### [Listed records]
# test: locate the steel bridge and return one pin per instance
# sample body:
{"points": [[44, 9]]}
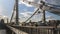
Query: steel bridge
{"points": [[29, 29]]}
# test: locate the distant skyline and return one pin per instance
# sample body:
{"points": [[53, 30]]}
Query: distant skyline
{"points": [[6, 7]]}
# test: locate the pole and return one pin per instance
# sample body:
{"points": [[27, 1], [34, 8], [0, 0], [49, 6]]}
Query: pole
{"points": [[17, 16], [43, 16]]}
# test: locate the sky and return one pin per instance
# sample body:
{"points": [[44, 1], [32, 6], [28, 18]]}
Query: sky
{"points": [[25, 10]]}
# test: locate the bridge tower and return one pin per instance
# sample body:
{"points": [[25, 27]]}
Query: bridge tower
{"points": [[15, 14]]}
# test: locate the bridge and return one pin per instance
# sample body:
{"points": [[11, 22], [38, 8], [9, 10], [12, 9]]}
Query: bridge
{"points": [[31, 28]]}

...

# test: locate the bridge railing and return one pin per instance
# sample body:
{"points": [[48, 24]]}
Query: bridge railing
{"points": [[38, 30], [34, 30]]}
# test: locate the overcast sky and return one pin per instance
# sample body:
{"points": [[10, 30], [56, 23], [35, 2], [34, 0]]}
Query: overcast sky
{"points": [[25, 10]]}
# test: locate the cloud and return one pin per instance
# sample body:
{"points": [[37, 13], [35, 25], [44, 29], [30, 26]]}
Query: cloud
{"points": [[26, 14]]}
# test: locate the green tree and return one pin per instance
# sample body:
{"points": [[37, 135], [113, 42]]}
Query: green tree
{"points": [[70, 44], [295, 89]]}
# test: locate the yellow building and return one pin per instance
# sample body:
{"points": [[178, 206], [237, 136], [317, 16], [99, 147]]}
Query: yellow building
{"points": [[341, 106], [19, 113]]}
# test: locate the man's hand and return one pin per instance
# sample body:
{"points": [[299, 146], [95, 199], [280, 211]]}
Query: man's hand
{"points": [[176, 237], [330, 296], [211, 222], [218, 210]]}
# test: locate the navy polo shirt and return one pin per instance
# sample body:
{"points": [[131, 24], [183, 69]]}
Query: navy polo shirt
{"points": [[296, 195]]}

...

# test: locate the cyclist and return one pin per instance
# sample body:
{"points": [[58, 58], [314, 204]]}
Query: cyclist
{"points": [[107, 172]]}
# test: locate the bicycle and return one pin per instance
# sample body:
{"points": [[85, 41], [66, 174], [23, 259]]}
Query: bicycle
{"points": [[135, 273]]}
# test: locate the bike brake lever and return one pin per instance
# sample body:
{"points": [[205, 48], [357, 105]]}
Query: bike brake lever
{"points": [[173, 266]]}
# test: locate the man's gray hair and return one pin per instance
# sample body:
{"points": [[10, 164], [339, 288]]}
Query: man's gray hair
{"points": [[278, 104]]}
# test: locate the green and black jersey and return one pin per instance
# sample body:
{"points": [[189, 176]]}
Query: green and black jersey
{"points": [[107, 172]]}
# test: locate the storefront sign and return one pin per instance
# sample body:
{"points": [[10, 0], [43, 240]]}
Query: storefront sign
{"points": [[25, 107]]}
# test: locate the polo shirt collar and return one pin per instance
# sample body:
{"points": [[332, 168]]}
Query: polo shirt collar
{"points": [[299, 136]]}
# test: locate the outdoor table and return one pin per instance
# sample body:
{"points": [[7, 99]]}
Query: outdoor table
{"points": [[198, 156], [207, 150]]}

### [Written instruction]
Count the lines in the listing above that contain the word "lever". Give only the number.

### [Exercise solution]
2